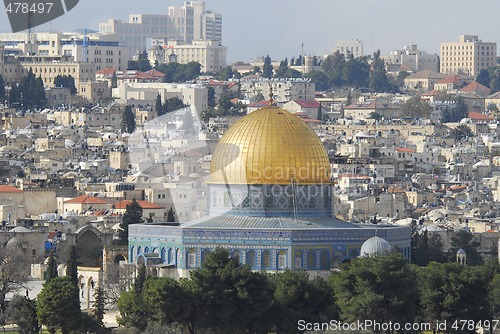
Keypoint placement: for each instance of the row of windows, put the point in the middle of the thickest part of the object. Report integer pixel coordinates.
(467, 47)
(465, 65)
(467, 53)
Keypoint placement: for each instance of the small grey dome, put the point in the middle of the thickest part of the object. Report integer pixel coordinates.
(20, 229)
(13, 244)
(375, 246)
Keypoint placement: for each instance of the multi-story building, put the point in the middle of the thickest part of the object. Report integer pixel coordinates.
(467, 56)
(102, 50)
(354, 47)
(283, 90)
(410, 58)
(210, 54)
(14, 68)
(193, 95)
(185, 23)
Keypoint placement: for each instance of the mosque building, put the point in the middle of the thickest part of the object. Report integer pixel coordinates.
(270, 203)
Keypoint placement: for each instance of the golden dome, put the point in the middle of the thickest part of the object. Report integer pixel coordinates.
(270, 146)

+++

## WHAT IS NEEDED
Copy every line above word for word, and leave the picture out of your answer.

## RESULT
Keypoint placement: for each instance of the row of windows, put the point in the middle of the thickest part of the object. Report integer pixel coordinates.
(467, 47)
(465, 65)
(467, 53)
Keypoint placement: for each instance of the small grey dome, put the point in the middle of the thickest part of the object. Report integer pixel coordinates.
(20, 229)
(13, 244)
(375, 246)
Keypoint placement: for each instance of the multi-story building, put the point in the middle of the thickest part of the object. Report integer pixel coordinates.
(467, 56)
(102, 50)
(354, 47)
(283, 90)
(410, 58)
(210, 54)
(14, 68)
(193, 95)
(185, 23)
Keypoint placement: for each instance of the mosque building, put the point in the middle of the thickest part of the object. Report integer pixel coordinates.
(270, 203)
Keypoint placement: for each instance of the golden dome, put the point in the middle of the thickest part of the object. Report integer pixel coordinates.
(270, 146)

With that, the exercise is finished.